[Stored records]
******************************
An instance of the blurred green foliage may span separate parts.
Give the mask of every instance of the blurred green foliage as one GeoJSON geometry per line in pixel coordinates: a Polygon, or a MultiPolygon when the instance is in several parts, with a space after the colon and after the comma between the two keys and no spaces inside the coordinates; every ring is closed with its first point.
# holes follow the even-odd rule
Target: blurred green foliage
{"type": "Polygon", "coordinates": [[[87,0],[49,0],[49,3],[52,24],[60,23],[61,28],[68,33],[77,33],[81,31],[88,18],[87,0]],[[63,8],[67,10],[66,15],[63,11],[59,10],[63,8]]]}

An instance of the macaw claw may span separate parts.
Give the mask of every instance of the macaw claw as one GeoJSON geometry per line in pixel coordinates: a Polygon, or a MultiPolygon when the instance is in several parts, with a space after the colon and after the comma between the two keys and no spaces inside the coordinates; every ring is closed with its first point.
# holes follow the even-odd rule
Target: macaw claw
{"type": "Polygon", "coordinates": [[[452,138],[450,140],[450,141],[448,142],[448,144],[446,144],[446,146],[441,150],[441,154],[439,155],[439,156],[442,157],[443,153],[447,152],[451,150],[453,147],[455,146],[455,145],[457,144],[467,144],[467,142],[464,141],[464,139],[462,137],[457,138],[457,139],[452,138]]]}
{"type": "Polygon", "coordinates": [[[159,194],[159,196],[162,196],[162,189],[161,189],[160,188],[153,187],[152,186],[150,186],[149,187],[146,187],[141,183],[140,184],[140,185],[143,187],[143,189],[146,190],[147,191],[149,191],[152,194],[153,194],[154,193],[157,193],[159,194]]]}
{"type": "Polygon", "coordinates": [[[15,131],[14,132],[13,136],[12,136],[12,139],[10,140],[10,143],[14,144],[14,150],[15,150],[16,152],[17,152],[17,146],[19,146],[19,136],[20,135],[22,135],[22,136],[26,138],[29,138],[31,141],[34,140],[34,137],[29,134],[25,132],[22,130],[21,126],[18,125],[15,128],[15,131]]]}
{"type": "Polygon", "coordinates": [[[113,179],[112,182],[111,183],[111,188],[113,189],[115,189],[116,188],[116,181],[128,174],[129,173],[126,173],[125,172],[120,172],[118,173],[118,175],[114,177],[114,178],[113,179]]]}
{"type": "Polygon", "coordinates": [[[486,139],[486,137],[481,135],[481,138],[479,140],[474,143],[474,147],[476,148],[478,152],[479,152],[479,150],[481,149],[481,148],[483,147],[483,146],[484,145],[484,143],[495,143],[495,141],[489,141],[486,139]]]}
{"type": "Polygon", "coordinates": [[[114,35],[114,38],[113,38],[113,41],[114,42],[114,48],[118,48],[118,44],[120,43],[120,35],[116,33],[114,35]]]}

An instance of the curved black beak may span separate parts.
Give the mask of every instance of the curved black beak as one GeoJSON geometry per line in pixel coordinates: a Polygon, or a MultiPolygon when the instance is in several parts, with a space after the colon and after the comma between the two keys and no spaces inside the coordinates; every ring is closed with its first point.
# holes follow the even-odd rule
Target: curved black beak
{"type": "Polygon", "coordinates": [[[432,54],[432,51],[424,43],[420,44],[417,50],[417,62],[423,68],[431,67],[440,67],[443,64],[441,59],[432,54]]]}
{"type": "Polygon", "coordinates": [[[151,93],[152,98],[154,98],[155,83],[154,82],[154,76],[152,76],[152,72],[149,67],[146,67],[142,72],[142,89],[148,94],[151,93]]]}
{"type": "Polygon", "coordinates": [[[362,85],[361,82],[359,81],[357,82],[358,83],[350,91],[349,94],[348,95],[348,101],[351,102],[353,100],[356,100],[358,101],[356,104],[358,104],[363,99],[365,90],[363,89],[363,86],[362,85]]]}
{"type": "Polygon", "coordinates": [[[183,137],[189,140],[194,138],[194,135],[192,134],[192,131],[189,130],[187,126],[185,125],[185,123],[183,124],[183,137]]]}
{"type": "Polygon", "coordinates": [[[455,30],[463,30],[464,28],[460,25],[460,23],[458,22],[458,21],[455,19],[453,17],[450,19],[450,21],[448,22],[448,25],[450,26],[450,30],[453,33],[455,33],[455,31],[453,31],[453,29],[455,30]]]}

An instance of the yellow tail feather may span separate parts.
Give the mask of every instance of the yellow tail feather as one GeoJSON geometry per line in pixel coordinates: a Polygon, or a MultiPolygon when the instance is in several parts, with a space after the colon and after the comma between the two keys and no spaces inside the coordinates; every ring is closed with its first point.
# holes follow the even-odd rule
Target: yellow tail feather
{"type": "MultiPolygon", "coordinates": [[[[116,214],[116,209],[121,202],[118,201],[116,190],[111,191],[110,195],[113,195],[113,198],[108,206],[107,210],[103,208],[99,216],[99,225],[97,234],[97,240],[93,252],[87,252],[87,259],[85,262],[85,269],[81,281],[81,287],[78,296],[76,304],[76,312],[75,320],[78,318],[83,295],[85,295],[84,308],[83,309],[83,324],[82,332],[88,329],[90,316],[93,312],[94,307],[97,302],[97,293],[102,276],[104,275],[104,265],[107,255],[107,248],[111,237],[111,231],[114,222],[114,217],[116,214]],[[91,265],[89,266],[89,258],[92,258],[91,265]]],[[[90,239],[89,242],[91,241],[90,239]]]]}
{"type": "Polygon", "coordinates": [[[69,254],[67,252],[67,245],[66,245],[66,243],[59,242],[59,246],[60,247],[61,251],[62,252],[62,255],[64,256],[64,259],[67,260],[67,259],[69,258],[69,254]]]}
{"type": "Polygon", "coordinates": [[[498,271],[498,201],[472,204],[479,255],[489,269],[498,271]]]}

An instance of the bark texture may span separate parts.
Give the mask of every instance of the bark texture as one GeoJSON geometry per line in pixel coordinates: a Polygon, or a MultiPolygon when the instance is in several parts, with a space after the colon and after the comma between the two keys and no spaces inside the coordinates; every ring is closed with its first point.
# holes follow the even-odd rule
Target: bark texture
******************************
**Problem to work on:** Rewrite all of the stored records above, changing "pixel coordinates" to "image coordinates" everywhere it appears. Leave everything else as it is.

**The result:**
An instance of the blurred green foliage may span separate parts.
Give the mask of every instance of the blurred green foliage as one GeoJSON geometry per line in image coordinates: a Polygon, or a MultiPolygon when the instance is in several parts, with a space after the colon and after the comma between the two keys and no spaces inside the coordinates; every ring is closed with its first point.
# holes follow the even-odd rule
Target: blurred green foliage
{"type": "Polygon", "coordinates": [[[87,0],[49,0],[49,3],[52,24],[60,23],[61,28],[68,33],[77,33],[81,31],[88,18],[87,0]],[[63,8],[67,10],[66,15],[63,11],[59,10],[63,8]]]}

An instance of the macaw claw may span separate parts.
Give the mask of every instance of the macaw claw as one GeoJSON geometry per line in image coordinates: a Polygon, or a MultiPolygon when the instance is in several parts, with a space after the colon and after the comma between the two keys and no spaces inside the coordinates; every ring is closed with its first point.
# holes follow the even-odd rule
Target: macaw claw
{"type": "Polygon", "coordinates": [[[452,138],[450,140],[450,141],[448,142],[448,144],[446,144],[446,146],[441,150],[441,154],[439,155],[439,156],[442,157],[443,153],[447,152],[451,150],[453,147],[455,146],[455,145],[457,144],[467,144],[467,142],[464,141],[464,139],[462,137],[457,138],[457,139],[452,138]]]}
{"type": "Polygon", "coordinates": [[[159,194],[159,196],[162,196],[162,189],[161,189],[160,188],[153,187],[152,186],[150,186],[149,187],[146,187],[141,183],[140,184],[140,185],[143,187],[143,189],[146,190],[147,191],[149,191],[152,194],[153,194],[154,193],[157,193],[159,194]]]}
{"type": "Polygon", "coordinates": [[[15,131],[14,132],[13,136],[12,136],[12,139],[10,140],[10,143],[14,144],[14,150],[15,150],[16,152],[17,152],[17,146],[19,146],[19,136],[20,135],[22,135],[22,136],[26,138],[29,138],[31,141],[34,140],[34,137],[29,134],[25,132],[22,130],[21,126],[18,125],[15,128],[15,131]]]}
{"type": "Polygon", "coordinates": [[[113,179],[112,182],[111,183],[111,188],[113,189],[115,189],[116,188],[116,181],[128,174],[129,173],[126,173],[125,172],[120,172],[118,173],[118,175],[114,177],[114,178],[113,179]]]}
{"type": "Polygon", "coordinates": [[[486,139],[486,137],[481,135],[481,138],[479,140],[474,143],[474,147],[476,148],[478,152],[479,152],[479,150],[481,149],[481,148],[483,147],[483,146],[484,145],[484,143],[495,143],[495,141],[489,141],[486,139]]]}
{"type": "Polygon", "coordinates": [[[114,35],[114,38],[113,38],[113,41],[114,42],[114,48],[118,48],[118,44],[120,43],[120,35],[116,33],[114,35]]]}

An instance of the curved black beak may span separate parts.
Give the mask of every instance of the curved black beak as one GeoJSON geometry per line in image coordinates: a Polygon, or a MultiPolygon when the instance is in several parts, with a space after the colon and after the comma between the two keys and no spaces inside the coordinates; every ring is closed with its first point.
# holes follow the even-odd rule
Target: curved black beak
{"type": "Polygon", "coordinates": [[[432,54],[432,51],[424,43],[420,44],[417,50],[417,62],[423,68],[431,67],[440,67],[443,64],[441,59],[432,54]]]}
{"type": "Polygon", "coordinates": [[[151,93],[152,98],[154,98],[155,83],[154,82],[154,76],[152,76],[152,72],[149,67],[146,67],[142,72],[142,89],[148,94],[151,93]]]}
{"type": "Polygon", "coordinates": [[[362,85],[361,82],[359,81],[357,82],[358,83],[350,91],[349,94],[348,95],[348,101],[351,102],[353,100],[356,100],[358,101],[356,104],[358,104],[363,99],[365,90],[363,89],[363,86],[362,85]]]}
{"type": "Polygon", "coordinates": [[[183,137],[189,140],[194,138],[194,135],[192,134],[192,131],[189,130],[187,126],[185,125],[185,123],[183,124],[183,137]]]}
{"type": "Polygon", "coordinates": [[[455,30],[463,30],[464,28],[460,25],[460,23],[458,22],[458,21],[455,19],[453,17],[450,19],[450,21],[448,22],[448,25],[450,26],[450,30],[453,33],[455,33],[455,31],[453,31],[453,29],[455,30]]]}

An instance of the yellow tail feather may span separate parts.
Give the mask of every instance of the yellow tail feather as one GeoJSON geometry per line in image coordinates: a Polygon, or a MultiPolygon when the instance is in several parts, with a space after the colon and after the comma between the two keys and no spaces inside the coordinates; every ring is closed with its first point.
# holes follow the even-odd rule
Target: yellow tail feather
{"type": "MultiPolygon", "coordinates": [[[[116,214],[116,209],[121,202],[118,201],[116,190],[111,191],[110,195],[113,195],[113,198],[108,206],[107,210],[103,208],[99,216],[99,225],[97,234],[97,240],[93,252],[87,252],[87,259],[85,262],[85,269],[81,281],[81,287],[78,296],[76,304],[76,312],[75,320],[78,318],[83,295],[85,295],[84,308],[83,309],[83,324],[82,332],[88,329],[90,316],[93,312],[94,307],[97,302],[97,293],[102,276],[104,275],[104,265],[107,255],[107,248],[111,237],[111,231],[114,222],[114,217],[116,214]],[[91,265],[89,266],[89,258],[92,258],[91,265]]],[[[90,239],[89,242],[91,241],[90,239]]]]}
{"type": "Polygon", "coordinates": [[[69,254],[67,252],[67,245],[66,245],[66,243],[59,242],[59,246],[60,247],[61,251],[62,252],[62,255],[64,256],[64,259],[67,260],[67,259],[69,258],[69,254]]]}
{"type": "Polygon", "coordinates": [[[498,271],[498,201],[472,204],[479,255],[489,269],[498,271]]]}

An instance of the bark texture may span separate parts.
Give the mask of every instance of the bark texture as one GeoJSON geometry per line in image coordinates: a Polygon, or a MultiPolygon when the instance is in several parts, with a space after the colon and after the comma between the two keys and no spaces inside the coordinates; every ring is closed with its first point.
# holes follow the even-odd rule
Target: bark texture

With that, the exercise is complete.